Stated problem: How many lines in the records below contain the string "white", with case counting? Reply with the number only.

* * * * * * *

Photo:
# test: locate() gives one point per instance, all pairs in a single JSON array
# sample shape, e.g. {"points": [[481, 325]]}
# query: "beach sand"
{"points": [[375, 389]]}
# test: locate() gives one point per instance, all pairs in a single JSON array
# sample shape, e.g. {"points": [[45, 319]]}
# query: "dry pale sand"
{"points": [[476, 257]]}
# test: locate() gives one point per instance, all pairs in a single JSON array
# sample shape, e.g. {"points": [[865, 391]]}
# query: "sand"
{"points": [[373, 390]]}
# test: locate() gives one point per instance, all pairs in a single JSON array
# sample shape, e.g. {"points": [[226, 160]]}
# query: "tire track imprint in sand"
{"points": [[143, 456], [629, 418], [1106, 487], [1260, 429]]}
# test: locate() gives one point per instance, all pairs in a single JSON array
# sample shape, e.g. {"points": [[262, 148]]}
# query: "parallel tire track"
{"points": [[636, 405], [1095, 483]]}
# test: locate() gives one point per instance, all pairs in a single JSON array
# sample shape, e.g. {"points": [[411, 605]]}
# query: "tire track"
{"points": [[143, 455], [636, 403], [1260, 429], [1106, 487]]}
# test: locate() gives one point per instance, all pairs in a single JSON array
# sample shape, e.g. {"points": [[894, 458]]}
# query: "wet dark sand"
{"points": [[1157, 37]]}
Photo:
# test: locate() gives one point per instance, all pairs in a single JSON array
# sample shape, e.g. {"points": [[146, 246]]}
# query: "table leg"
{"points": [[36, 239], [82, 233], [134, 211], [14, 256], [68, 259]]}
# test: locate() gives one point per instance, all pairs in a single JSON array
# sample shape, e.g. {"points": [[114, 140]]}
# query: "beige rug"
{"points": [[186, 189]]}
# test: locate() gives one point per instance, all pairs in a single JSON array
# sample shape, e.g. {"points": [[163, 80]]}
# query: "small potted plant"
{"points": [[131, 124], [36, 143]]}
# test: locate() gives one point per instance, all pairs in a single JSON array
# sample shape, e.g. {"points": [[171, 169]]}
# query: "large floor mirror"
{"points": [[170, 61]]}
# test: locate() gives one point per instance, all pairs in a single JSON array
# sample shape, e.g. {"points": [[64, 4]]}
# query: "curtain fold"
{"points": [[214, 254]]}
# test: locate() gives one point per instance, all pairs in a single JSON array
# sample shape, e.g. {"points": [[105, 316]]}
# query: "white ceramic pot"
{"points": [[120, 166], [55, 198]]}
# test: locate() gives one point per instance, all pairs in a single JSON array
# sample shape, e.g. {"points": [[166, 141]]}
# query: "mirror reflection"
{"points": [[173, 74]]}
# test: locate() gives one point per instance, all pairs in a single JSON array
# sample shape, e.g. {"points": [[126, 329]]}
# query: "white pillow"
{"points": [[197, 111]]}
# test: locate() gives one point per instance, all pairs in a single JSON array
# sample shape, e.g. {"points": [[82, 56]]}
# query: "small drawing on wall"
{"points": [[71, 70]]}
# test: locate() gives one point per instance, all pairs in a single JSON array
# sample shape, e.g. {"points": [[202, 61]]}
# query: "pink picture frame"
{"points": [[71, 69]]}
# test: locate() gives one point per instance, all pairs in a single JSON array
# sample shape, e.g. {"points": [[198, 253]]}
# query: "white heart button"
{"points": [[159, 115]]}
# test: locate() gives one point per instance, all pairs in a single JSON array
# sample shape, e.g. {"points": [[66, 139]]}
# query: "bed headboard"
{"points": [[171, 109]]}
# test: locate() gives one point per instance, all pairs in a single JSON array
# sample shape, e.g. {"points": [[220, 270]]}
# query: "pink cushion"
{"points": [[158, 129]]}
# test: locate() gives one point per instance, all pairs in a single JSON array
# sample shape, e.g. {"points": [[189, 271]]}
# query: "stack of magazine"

* * * * * * *

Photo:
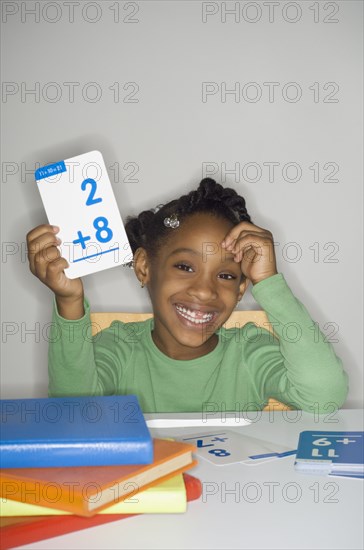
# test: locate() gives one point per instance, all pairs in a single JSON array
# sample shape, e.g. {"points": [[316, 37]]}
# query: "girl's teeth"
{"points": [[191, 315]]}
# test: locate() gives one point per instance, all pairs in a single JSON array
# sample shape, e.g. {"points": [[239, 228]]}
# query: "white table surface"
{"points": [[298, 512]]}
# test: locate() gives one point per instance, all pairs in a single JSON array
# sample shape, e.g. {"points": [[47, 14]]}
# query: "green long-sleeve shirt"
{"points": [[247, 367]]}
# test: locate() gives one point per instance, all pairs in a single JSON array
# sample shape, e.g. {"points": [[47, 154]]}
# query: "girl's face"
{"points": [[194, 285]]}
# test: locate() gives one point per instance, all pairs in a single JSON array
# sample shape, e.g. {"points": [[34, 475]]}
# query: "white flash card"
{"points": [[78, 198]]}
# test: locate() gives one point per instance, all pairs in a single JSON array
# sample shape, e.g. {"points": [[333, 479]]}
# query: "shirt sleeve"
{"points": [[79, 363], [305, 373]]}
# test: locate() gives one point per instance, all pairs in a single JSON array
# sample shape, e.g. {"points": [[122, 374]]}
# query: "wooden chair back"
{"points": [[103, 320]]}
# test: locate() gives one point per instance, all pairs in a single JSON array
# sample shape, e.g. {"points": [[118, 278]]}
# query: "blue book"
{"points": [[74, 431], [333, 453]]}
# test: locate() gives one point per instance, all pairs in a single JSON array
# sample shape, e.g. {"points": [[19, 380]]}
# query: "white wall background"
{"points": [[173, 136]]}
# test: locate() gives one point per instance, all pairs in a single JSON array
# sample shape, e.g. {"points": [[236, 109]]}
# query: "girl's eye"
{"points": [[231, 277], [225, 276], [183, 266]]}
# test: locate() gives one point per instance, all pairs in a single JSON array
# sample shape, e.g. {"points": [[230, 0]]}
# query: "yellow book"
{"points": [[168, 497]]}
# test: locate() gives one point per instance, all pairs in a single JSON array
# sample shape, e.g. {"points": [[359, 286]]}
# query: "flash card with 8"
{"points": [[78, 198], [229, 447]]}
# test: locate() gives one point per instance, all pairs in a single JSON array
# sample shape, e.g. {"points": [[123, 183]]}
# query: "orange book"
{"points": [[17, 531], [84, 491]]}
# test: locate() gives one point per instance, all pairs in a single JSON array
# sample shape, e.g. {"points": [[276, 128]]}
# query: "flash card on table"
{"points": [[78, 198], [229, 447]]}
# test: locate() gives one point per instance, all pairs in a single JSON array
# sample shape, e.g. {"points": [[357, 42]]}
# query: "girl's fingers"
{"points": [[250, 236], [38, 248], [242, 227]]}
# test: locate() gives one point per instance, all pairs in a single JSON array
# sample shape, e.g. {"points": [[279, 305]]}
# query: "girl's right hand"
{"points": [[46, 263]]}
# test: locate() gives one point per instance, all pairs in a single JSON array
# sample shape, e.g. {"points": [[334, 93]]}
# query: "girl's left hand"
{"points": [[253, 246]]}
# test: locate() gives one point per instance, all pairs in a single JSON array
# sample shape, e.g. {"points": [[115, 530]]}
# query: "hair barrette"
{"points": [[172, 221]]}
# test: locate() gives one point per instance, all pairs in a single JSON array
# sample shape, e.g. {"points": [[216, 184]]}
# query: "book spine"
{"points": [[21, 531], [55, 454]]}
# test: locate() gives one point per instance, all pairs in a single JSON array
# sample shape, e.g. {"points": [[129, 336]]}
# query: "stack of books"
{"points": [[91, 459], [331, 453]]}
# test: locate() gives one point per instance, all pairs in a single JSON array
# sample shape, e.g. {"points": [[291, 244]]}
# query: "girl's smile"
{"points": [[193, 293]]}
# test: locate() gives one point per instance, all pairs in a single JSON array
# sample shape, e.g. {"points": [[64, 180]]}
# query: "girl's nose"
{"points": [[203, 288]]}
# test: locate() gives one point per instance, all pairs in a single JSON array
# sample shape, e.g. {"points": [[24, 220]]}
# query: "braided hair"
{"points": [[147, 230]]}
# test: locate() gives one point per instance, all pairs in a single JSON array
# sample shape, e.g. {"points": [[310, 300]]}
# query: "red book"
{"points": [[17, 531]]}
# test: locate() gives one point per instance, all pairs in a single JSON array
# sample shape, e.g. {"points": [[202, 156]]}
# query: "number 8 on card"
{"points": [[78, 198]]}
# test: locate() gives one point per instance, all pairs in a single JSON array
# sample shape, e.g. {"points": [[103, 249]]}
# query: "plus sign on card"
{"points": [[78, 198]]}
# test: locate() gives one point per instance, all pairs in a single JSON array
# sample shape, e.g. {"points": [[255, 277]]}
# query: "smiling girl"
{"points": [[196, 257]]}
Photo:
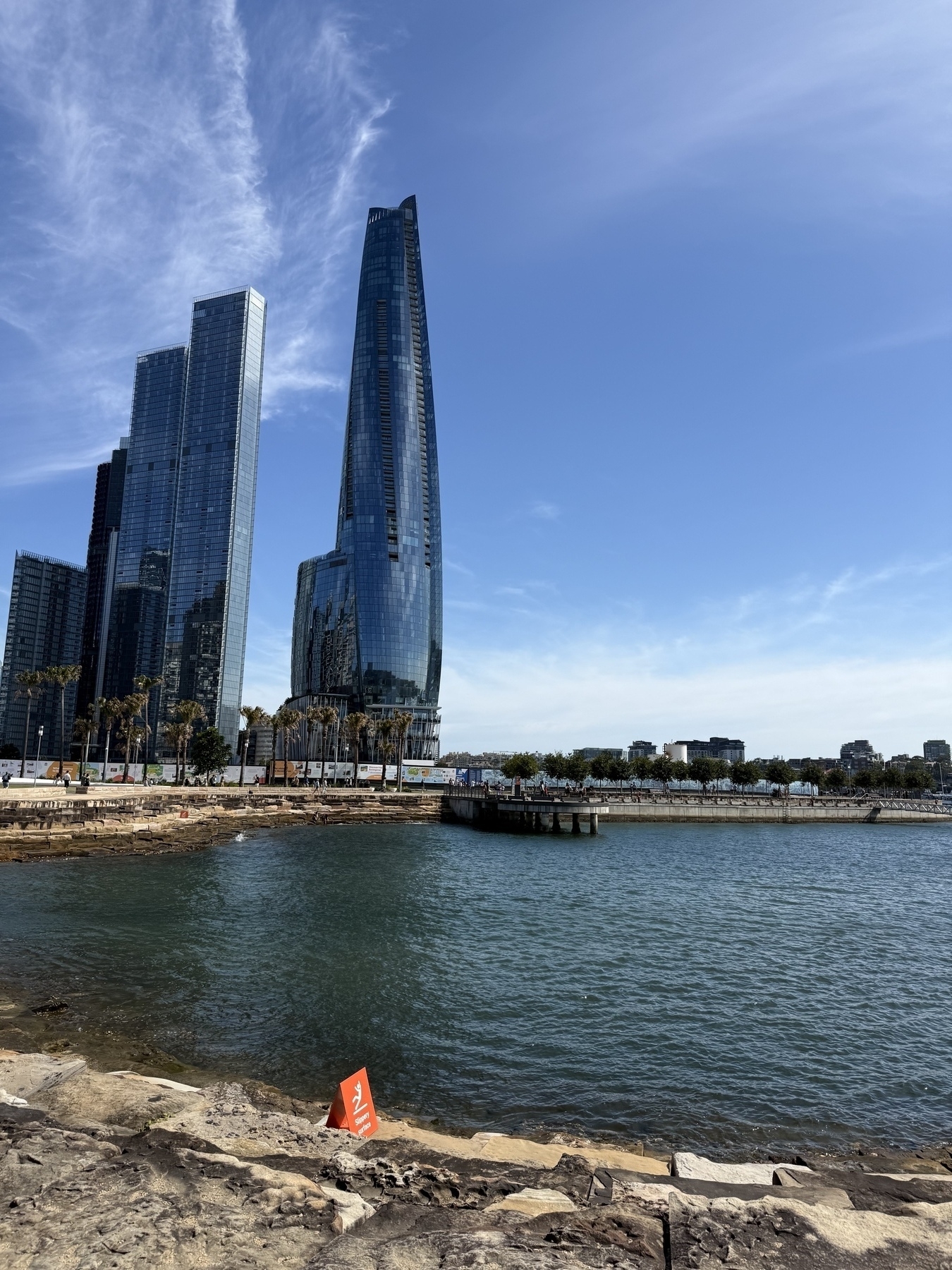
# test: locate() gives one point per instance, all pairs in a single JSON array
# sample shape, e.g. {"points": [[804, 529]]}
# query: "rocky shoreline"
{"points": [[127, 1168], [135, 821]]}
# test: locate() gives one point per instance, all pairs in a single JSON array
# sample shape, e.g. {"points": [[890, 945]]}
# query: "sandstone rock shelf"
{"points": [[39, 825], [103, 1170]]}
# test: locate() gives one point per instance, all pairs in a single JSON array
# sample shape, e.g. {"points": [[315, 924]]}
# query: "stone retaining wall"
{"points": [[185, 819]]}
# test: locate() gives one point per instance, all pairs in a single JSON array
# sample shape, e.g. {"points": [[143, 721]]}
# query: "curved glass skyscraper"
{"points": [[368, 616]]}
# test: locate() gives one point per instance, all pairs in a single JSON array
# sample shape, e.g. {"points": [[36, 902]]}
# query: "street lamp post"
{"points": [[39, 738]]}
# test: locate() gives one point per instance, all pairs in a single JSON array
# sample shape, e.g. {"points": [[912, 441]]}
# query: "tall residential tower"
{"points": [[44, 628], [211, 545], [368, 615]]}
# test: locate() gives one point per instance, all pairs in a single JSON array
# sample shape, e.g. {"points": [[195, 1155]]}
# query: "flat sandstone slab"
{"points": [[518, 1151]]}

* * * * * * *

Output below: 6